==== MATERIAL FOR THE TASK

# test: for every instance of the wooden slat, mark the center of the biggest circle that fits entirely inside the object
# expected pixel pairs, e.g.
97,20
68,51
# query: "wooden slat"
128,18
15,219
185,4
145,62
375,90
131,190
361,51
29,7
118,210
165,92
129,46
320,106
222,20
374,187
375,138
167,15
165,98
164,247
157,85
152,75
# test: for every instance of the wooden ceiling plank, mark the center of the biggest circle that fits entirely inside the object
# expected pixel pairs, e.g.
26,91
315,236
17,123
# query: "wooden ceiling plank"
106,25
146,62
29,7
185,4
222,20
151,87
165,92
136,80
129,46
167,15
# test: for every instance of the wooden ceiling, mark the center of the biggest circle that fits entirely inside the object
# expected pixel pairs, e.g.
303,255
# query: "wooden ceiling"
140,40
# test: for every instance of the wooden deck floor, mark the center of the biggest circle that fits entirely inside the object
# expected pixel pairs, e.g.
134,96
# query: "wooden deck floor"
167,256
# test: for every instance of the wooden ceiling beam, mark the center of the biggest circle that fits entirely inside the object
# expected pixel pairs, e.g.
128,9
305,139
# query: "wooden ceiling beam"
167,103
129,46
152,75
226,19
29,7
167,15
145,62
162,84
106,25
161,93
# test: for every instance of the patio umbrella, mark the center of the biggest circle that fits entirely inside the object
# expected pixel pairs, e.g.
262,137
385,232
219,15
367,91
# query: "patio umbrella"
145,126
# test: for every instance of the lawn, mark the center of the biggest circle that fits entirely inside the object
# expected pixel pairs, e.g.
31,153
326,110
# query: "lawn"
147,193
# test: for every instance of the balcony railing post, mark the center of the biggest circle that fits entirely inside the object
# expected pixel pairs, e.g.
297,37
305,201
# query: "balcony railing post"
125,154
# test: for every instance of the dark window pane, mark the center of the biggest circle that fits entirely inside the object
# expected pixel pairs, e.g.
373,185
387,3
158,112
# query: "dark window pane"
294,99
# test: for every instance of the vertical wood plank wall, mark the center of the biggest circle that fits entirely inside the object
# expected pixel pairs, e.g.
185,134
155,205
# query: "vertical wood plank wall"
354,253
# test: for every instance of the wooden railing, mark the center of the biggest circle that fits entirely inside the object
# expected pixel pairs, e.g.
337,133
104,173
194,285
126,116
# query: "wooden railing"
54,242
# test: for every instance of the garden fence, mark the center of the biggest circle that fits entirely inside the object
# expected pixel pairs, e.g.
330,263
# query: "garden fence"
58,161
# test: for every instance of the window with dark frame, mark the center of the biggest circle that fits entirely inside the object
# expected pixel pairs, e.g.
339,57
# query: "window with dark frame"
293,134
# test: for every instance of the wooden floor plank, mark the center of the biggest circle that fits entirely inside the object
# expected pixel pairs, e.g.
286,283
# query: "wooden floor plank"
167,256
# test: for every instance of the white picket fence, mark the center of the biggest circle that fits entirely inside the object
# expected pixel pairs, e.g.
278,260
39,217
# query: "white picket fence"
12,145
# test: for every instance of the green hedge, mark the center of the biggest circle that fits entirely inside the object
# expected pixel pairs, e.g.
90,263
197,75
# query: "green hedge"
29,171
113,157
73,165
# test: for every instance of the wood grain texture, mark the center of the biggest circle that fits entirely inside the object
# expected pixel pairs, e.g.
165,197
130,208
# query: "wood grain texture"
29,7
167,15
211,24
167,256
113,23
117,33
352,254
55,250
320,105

========

| WORK INSTRUCTIONS |
All of the entries above are to be written out again exactly.

| FINISHED TASK |
# test: for every instance of the wooden slat, mark the center of the biggest circle that fits entirely inside the object
# expected pixel pairs, e.g.
97,20
68,51
# query: "wooden slat"
128,18
15,219
185,4
145,62
375,90
131,190
361,51
29,7
118,210
165,92
129,46
320,106
222,20
374,187
375,138
167,15
165,98
164,247
157,85
152,75
# test: for every instance of the wooden ceiling plank, mark the center of the biggest circle that fits entirely inside the object
# expected pixel pairs, e.g.
26,91
315,236
17,123
# query: "wooden ceiling plank"
106,25
146,62
29,7
185,4
222,20
151,87
165,92
136,80
129,46
167,15
# test: for every instance of the wooden ceiling, mark the center of the biggest circle that fits entirely inside the object
# expected pixel pairs, e.g.
303,255
# query: "wooden ceiling"
140,40
# test: for every instance of the wooden deck floor, mark the center of the biggest circle that fits entirely inside the object
# expected pixel pairs, e.g.
134,96
# query: "wooden deck floor"
167,256
# test: for every instance of the wooden ceiling beam, mark the center of the biggest circle that fits entirely inside the object
# expected pixel pairs, e.g.
128,9
305,139
# query: "wooden ceiling beam"
167,103
129,46
152,75
226,19
29,7
167,15
145,62
162,84
106,25
161,93
# test: for every instance of the patio umbrella, mark the center of the biggest circle that fits entirely inside the object
# expected pixel pairs, e.g.
262,137
385,232
219,15
367,91
# query: "patio umbrella"
145,126
# test: for every instance of the lawn, mark the center of the biggest circle that fits entirely inside the object
# expected pixel pairs, e.g.
31,153
326,110
# query: "lawn"
147,193
# test: for every instance of the balcony railing post, mark the center of the biggest circle that fits entirely inside the object
# expected pixel pairs, e.g.
297,37
305,201
# query: "balcony railing post"
125,154
# test: for every instance of the dark window pane, mark the center of the biggest circle that fits entirely inside the object
# expected pixel pairs, e.g.
373,185
387,3
158,112
# query: "dark window pane"
294,99
# test: for every instance of the vertical wood plank wall, mark the center of the biggest circle that fits entirely inside the object
# expected pixel pairs, e.g.
185,134
155,205
# query: "vertical wood plank wall"
354,253
# test: for every instance of the wooden railing, mark the center of the biggest circle that fits entirely inside the object
# expected pixel pairs, e.g.
337,133
104,173
194,285
126,116
# query: "wooden railing"
54,242
# test: for every instance of the garden fence, mark the center of the biggest circle that fits entirely inside the object
# expected pixel pairs, e.g.
330,263
# query: "garden fence"
58,161
# test: for every instance of the window with dark frame, mark the center of the biggest circle that fits entirely inside the object
# expected pixel pairs, e.g.
339,57
# query: "window with dark frame"
293,134
# test: for every instance of the wooden floor plank, mark the center of the biggest circle that fits entirely inside the object
# expected pixel pairs, e.g.
286,283
# query: "wooden floor plank"
167,256
# test: for every instance of the white picket fence, mark the center of the biggest circle that fits entirely inside the object
# expected pixel pairs, e.g.
278,260
39,217
# query: "white picket fence"
12,145
# test: for every instance of the green hedge, mark the center of the biggest circle that fits entirely inside the object
# expected pixel pairs, e.g.
90,263
197,75
# query: "green hedge"
29,171
113,157
73,165
# test: for every instance of the wood grain texture, mark the center of the biggest circle that fits entirely inside the object
# expected pixel pairs, e.g.
165,197
130,208
# query: "wood grain texture"
29,7
167,15
211,24
167,256
113,23
117,33
352,254
55,250
320,105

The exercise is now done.